Entries for bounding box labeling:
** Start **
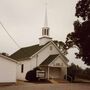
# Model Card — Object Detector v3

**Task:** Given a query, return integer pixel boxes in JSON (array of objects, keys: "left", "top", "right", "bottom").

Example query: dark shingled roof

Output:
[
  {"left": 10, "top": 44, "right": 46, "bottom": 61},
  {"left": 40, "top": 54, "right": 58, "bottom": 66}
]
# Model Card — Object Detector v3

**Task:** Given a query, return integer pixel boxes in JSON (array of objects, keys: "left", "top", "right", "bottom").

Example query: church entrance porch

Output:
[{"left": 40, "top": 66, "right": 64, "bottom": 80}]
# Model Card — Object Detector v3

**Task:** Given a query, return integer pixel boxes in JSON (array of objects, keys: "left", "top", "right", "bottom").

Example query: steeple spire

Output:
[
  {"left": 39, "top": 0, "right": 52, "bottom": 46},
  {"left": 44, "top": 1, "right": 48, "bottom": 27}
]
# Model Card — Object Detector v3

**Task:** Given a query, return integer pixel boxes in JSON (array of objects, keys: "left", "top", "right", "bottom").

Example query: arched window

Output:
[{"left": 21, "top": 64, "right": 24, "bottom": 73}]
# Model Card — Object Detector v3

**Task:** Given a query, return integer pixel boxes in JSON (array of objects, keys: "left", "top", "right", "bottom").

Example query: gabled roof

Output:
[
  {"left": 0, "top": 54, "right": 18, "bottom": 63},
  {"left": 40, "top": 54, "right": 59, "bottom": 66},
  {"left": 10, "top": 43, "right": 48, "bottom": 61}
]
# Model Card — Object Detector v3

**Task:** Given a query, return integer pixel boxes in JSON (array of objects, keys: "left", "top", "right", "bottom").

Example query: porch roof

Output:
[{"left": 40, "top": 54, "right": 59, "bottom": 66}]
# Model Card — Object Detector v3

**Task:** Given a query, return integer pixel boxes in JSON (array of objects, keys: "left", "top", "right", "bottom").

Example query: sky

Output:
[{"left": 0, "top": 0, "right": 89, "bottom": 67}]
** End **
Extract every line in the entries above that contains the word "Example".

→ SOLVED EXERCISE
Example query: dark shingled roof
Example query: church entrance porch
Example query: steeple spire
Example query: arched window
Example query: gabled roof
Example query: porch roof
Example query: sky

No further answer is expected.